Dataset entries:
Content starts

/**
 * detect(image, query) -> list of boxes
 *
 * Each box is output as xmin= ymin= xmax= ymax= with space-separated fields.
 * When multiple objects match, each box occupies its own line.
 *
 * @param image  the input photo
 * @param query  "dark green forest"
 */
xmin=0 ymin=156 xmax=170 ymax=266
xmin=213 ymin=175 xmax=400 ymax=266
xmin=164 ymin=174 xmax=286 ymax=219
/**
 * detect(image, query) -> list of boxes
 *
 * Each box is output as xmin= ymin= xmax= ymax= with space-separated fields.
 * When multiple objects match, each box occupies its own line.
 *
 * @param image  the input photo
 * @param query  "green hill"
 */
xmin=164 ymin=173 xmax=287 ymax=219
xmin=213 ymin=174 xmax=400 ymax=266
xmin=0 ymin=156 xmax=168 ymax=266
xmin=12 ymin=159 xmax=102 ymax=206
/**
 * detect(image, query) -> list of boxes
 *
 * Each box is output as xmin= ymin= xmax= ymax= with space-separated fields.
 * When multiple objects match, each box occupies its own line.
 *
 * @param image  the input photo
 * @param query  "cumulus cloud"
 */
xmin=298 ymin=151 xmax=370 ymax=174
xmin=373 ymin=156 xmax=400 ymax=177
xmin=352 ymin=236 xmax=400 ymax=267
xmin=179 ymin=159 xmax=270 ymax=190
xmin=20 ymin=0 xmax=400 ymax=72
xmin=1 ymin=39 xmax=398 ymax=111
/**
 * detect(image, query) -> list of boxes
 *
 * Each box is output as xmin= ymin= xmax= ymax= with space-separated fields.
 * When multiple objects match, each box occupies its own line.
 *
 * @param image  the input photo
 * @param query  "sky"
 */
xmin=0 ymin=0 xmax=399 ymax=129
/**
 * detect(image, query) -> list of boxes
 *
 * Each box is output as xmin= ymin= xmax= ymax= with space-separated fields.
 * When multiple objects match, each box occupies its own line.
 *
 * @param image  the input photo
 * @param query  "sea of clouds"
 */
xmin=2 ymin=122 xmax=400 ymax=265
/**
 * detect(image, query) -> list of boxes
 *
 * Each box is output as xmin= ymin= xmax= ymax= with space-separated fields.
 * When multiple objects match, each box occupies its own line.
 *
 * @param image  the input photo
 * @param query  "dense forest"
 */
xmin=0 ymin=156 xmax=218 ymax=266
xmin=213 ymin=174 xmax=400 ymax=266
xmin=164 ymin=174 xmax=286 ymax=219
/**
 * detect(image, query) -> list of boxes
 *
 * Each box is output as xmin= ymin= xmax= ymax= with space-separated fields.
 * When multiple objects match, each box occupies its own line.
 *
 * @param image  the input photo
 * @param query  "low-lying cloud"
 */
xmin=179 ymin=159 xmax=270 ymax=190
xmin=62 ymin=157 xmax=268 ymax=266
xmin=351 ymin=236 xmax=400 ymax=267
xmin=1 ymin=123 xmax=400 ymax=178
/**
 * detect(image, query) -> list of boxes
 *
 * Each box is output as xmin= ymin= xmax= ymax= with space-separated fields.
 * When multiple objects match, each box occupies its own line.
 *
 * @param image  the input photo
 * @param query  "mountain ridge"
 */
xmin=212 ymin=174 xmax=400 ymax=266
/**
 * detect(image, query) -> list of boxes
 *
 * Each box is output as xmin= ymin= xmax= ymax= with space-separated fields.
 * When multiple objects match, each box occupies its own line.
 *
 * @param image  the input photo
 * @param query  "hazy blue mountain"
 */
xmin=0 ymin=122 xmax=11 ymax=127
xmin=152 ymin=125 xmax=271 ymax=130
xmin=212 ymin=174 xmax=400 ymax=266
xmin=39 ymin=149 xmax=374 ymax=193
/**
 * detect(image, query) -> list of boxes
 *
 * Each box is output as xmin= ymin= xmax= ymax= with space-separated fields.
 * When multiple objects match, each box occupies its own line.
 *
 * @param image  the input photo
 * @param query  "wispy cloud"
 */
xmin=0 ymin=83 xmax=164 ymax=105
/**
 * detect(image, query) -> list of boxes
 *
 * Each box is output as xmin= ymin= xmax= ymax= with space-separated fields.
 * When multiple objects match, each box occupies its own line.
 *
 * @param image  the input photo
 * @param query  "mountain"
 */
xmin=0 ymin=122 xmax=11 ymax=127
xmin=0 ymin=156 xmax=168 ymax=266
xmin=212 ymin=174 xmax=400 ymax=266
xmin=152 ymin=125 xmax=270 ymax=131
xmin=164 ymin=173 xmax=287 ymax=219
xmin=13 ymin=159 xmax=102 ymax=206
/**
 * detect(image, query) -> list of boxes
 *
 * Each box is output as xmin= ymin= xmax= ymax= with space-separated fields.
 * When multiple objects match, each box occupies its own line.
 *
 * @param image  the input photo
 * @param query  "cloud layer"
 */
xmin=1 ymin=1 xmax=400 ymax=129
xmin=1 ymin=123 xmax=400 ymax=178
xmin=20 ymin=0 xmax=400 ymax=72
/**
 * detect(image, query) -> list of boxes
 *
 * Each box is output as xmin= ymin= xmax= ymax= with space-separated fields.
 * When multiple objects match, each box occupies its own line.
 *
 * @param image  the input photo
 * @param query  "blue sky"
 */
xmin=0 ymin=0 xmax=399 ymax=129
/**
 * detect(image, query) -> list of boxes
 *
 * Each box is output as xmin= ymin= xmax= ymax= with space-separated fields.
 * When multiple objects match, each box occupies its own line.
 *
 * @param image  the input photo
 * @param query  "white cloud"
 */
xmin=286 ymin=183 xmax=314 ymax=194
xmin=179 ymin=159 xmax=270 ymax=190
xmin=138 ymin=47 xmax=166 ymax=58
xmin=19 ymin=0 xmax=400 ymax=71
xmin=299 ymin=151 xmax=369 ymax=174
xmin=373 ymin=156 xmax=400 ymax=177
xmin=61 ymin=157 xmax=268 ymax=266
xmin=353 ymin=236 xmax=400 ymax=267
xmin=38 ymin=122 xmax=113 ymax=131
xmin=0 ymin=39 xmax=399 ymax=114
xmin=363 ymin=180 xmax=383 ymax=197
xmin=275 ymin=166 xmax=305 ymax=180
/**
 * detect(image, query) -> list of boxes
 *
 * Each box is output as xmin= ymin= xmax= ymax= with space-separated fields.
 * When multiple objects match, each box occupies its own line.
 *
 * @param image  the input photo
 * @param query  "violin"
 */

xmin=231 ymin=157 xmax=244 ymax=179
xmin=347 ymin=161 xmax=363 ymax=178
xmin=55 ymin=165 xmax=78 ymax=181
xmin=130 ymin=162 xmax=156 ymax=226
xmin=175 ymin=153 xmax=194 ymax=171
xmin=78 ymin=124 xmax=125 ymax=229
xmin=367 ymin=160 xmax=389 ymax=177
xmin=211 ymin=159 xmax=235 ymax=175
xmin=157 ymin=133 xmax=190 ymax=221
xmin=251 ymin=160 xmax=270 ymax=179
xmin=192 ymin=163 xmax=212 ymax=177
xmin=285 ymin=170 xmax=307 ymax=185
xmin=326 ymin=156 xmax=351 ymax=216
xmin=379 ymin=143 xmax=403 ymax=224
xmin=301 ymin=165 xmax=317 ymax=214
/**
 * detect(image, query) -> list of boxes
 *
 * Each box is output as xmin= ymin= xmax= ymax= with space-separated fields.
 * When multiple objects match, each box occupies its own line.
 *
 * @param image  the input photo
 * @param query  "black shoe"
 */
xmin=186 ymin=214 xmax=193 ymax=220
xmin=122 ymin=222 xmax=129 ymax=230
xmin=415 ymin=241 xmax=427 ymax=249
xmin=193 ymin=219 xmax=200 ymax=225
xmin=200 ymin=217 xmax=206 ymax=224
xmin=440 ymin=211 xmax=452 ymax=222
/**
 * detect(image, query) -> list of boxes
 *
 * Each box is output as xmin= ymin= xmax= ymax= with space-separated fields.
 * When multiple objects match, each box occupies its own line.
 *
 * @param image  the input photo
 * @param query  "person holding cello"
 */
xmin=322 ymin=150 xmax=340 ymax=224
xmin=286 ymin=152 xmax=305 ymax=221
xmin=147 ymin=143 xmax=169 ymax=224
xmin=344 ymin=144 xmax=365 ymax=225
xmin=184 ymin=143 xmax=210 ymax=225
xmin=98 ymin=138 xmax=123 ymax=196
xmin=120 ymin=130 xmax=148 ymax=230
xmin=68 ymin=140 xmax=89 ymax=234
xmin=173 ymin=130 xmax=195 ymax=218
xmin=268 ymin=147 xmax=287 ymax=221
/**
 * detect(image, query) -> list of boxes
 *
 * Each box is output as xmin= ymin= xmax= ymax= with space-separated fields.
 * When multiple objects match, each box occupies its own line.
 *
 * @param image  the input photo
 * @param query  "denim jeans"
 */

Content ends

- [Assignment]: Scan the lines above for the word "blue". Return each one that has it.

- [Exercise result]:
 * @param query  "hazy blue mountain"
 * @param query  "blue sky"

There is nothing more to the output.